*WHAT TO PRODUCE:*
Give the listing as a numbered list, from its first line through the line holding "left=211, top=348, right=284, bottom=515", both included. Skip blank lines and leave the pictures out.

========================================================================

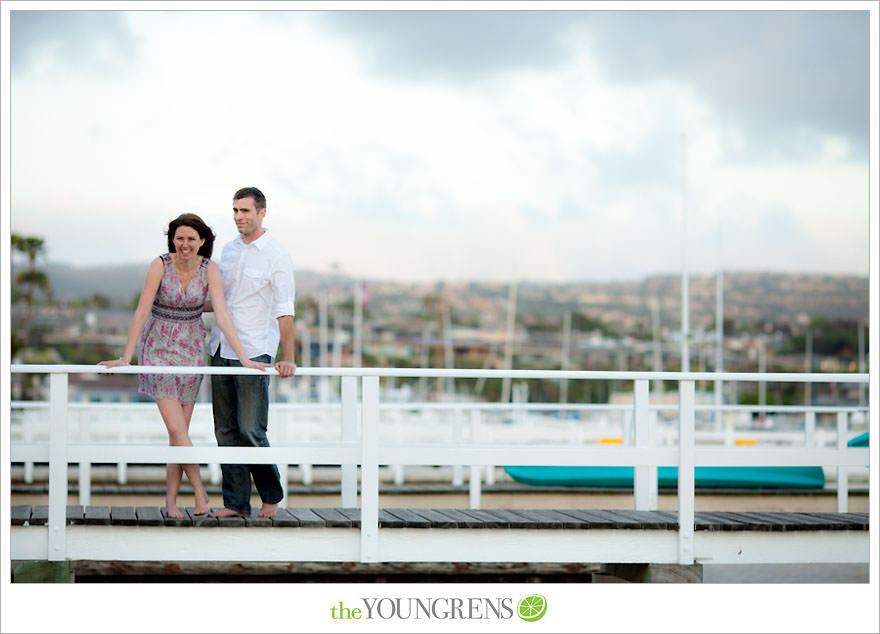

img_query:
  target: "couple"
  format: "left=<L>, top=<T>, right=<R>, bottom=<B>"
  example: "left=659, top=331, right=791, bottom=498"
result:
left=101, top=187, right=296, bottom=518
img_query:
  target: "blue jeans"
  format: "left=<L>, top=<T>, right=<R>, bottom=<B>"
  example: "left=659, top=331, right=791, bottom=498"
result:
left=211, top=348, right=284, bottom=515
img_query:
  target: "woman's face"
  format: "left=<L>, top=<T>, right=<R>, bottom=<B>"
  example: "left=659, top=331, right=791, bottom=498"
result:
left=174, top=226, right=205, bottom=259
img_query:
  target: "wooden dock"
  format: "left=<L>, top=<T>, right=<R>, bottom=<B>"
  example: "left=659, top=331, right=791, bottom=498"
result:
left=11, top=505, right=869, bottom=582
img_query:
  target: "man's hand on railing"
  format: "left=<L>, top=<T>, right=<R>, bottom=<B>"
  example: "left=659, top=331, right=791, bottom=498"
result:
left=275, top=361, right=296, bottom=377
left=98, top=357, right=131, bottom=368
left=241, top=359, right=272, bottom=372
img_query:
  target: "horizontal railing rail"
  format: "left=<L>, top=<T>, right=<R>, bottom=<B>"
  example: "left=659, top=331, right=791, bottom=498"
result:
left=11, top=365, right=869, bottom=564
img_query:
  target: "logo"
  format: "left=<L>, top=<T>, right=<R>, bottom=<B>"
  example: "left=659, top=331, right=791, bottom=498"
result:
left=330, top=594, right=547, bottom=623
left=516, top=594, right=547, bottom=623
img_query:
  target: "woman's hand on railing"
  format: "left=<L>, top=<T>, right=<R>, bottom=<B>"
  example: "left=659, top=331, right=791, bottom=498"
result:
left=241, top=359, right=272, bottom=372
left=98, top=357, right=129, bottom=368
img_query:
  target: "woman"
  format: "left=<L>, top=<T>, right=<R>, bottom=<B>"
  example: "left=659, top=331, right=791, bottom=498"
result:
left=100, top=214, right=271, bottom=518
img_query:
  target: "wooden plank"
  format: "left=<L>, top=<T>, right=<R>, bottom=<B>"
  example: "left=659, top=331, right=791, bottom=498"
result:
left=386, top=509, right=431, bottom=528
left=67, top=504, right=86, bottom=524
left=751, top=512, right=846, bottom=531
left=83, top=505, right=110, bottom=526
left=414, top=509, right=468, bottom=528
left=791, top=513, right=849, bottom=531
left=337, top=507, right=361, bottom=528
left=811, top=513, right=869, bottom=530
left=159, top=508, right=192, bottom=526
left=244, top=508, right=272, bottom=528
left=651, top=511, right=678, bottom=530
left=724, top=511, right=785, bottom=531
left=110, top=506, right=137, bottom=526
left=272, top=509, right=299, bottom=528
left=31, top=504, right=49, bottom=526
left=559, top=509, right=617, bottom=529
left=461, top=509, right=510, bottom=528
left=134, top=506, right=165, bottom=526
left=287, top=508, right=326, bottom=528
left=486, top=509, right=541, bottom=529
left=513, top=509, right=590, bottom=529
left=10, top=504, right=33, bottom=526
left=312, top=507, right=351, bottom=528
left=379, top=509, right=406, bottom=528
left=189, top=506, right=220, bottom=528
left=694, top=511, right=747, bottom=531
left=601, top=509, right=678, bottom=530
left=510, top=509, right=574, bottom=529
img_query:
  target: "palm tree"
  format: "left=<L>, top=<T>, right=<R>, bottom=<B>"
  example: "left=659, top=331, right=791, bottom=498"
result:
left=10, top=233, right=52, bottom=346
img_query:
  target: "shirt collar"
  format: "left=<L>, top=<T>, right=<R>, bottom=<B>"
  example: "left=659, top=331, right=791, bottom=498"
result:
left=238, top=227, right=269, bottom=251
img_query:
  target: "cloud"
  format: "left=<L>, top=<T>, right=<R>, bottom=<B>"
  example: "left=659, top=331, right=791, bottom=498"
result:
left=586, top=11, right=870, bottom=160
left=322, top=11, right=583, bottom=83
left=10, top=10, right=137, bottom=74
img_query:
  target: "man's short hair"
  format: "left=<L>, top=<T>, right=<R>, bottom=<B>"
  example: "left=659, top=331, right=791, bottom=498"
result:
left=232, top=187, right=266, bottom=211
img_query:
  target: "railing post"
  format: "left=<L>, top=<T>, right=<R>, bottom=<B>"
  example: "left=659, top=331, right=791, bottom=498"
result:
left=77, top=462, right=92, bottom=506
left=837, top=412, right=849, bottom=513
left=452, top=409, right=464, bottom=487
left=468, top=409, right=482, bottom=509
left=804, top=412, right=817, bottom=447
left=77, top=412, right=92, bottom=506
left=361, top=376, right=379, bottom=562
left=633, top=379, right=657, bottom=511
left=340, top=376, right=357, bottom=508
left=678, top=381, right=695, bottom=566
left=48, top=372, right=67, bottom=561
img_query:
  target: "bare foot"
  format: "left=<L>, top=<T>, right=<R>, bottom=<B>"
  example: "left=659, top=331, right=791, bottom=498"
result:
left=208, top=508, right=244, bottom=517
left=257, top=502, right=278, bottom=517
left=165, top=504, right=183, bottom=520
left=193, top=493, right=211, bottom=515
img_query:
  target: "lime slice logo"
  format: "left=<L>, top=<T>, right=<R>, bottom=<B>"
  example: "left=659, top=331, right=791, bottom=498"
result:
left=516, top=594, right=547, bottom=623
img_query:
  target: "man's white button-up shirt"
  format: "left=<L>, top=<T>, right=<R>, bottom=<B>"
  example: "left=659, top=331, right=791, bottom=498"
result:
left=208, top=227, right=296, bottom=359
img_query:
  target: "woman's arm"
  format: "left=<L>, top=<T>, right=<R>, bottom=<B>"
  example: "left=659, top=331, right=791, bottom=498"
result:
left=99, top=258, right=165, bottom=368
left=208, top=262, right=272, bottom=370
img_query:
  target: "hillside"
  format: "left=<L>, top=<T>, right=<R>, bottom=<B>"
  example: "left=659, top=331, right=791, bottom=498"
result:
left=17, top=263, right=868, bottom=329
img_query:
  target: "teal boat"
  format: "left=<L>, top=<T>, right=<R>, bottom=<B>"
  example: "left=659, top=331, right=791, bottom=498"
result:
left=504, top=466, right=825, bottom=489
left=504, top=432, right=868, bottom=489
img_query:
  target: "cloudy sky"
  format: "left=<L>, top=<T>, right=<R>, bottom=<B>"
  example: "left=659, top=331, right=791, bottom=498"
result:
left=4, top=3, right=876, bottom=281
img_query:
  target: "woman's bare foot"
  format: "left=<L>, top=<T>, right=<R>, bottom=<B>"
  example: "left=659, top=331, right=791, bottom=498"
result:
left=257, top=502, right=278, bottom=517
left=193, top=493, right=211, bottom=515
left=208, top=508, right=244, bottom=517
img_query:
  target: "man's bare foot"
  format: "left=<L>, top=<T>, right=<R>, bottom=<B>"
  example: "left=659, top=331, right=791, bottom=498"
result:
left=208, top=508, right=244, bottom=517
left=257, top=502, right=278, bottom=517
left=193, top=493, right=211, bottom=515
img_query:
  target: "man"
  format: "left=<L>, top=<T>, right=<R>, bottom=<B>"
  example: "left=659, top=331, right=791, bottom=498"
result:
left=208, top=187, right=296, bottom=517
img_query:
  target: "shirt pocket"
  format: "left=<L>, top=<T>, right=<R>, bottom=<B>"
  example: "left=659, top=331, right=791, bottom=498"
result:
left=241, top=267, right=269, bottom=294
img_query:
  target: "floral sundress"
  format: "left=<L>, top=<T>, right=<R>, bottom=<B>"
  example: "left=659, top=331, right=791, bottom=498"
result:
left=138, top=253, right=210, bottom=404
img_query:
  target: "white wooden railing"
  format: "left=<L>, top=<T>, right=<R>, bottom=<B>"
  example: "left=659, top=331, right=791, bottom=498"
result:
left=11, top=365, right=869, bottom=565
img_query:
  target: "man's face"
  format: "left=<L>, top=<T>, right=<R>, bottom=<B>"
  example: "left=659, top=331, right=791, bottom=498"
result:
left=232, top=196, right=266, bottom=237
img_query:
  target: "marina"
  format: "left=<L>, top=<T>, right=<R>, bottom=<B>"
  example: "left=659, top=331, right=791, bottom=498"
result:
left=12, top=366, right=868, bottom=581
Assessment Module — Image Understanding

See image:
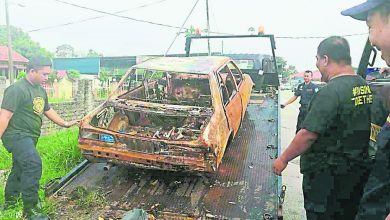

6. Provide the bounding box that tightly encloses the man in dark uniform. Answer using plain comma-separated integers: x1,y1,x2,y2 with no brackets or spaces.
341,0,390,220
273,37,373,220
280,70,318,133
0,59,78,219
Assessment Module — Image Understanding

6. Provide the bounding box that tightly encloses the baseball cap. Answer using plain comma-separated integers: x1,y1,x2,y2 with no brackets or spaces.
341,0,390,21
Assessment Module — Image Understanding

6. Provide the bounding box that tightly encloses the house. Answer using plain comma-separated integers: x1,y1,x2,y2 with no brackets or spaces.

========================================================================

*WRITTEN ANSWER:*
1. img_query:
2.   target: "couple"
3.   format: "left=<L>, top=<T>, right=<R>, bottom=<B>"
4.   example: "left=659, top=331, right=791, bottom=498"
5. result:
6. left=101, top=187, right=296, bottom=518
7. img_query:
8.   target: "blue jeans"
9.   format: "left=<L>, top=<T>, right=<R>, bottom=<B>"
10.   example: "left=659, top=331, right=791, bottom=498"
11. result:
12. left=211, top=348, right=284, bottom=515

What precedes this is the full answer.